What is required
Repeat every entry exactly. Leave nothing out.

Dataset content
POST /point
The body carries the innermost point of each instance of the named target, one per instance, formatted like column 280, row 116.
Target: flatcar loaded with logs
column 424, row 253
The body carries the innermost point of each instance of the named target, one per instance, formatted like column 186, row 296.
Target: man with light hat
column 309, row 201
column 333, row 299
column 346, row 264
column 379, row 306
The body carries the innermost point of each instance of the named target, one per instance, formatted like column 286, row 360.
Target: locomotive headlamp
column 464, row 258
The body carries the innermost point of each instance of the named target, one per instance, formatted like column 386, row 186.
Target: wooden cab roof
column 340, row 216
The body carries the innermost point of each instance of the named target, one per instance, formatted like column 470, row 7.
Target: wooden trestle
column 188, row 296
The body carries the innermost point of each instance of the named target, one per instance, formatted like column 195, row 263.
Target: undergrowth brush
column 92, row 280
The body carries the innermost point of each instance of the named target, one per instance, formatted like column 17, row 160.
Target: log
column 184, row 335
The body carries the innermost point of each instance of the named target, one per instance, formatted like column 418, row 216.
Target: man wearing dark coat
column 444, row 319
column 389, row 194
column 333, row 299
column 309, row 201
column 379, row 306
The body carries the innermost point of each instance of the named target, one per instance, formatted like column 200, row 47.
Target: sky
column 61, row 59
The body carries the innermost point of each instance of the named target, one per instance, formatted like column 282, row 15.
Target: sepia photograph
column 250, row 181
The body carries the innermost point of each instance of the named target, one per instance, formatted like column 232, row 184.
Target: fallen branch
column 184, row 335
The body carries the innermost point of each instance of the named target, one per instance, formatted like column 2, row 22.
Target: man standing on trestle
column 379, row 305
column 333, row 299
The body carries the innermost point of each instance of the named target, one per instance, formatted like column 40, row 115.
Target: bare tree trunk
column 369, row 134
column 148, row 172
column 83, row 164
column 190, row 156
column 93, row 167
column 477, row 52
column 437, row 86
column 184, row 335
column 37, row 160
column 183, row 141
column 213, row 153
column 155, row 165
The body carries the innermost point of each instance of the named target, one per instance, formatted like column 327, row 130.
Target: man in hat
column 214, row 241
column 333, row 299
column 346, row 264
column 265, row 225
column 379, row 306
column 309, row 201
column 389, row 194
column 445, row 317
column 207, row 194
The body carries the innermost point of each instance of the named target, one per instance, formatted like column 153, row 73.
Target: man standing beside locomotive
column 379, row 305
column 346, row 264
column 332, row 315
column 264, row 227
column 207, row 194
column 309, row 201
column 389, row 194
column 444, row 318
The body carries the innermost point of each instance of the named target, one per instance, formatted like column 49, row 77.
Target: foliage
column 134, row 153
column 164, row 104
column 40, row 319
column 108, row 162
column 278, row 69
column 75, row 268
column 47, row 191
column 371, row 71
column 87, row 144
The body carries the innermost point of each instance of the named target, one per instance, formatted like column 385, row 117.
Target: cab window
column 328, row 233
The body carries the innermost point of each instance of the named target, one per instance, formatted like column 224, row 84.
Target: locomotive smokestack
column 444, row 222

Task output
POST /point
The body carries the innermost point of each instance of the named target, one per instance, formatted like column 280, row 116.
Target: flatcar loaded with logs
column 424, row 253
The body carries the innermost point of each instance of the named target, one per instance, formatted like column 186, row 296.
Target: man with light hat
column 309, row 201
column 333, row 299
column 346, row 264
column 379, row 306
The body carries the innermost point of each instance of the named target, one per instance, formatted like column 286, row 360.
Target: locomotive headlamp
column 464, row 258
The body carries the innermost point of each instance of the named target, one per instance, formatted like column 386, row 186.
Target: wooden cab roof
column 340, row 216
The body carries the innermost point of each instance of the named target, one per instance, formatted like column 470, row 7.
Target: wooden trestle
column 188, row 296
The body carries the innermost point of each instance of the named target, one per instance, formatted like column 195, row 263.
Target: undergrowth brush
column 92, row 280
The body carries the innermost point of each instance of the named target, one per instance, formatted like column 17, row 160.
Target: log
column 184, row 335
The body carries the innermost point of each instance of the named target, one per instance, formatted like column 418, row 216.
Target: man wearing dark coat
column 444, row 319
column 389, row 194
column 333, row 299
column 309, row 201
column 379, row 306
The body carries the innermost point of each instance of the named target, one per instance, formatted like column 200, row 47.
Target: sky
column 61, row 59
The body carries the innermost point of each instance of the named target, one per instance, formatted like column 282, row 15.
Target: sepia photograph
column 250, row 181
The body carries the innermost point of each instance of the named target, one per instance, formatted like column 232, row 184.
Target: fallen branch
column 184, row 335
The body carries the innermost point of each instance of the named target, one per instance, formatted like column 2, row 22.
Target: man standing on trestle
column 379, row 305
column 333, row 299
The body carries the innermost point of each instance of the named target, one per instance, formatted like column 40, row 115.
Target: bare tree trunk
column 369, row 134
column 148, row 172
column 83, row 164
column 190, row 156
column 93, row 167
column 477, row 52
column 437, row 86
column 184, row 335
column 37, row 160
column 183, row 141
column 213, row 153
column 155, row 165
The body carries the innermost point of each instance of the named target, one per instance, formatted like column 327, row 130.
Target: man in hat
column 214, row 241
column 333, row 299
column 346, row 264
column 265, row 225
column 379, row 306
column 309, row 201
column 389, row 194
column 445, row 317
column 207, row 194
The body carries the innermost point of each instance of the named target, one per instance, formatted like column 153, row 73.
Target: man standing beside locomotive
column 379, row 305
column 346, row 264
column 332, row 315
column 264, row 227
column 207, row 194
column 309, row 201
column 389, row 194
column 444, row 318
The body carries the innermost point of each instance of the named target, one per instance, formatted like column 49, row 77.
Target: foliage
column 134, row 153
column 164, row 104
column 40, row 319
column 108, row 162
column 278, row 69
column 75, row 268
column 47, row 191
column 371, row 71
column 87, row 144
The body carries the innermost point of each instance of the named target, one per instance, formatted like column 385, row 117.
Target: cab window
column 328, row 233
The body carries the innermost point of each instance of the named target, one per instance, formatted like column 224, row 84.
Target: locomotive smokestack
column 444, row 222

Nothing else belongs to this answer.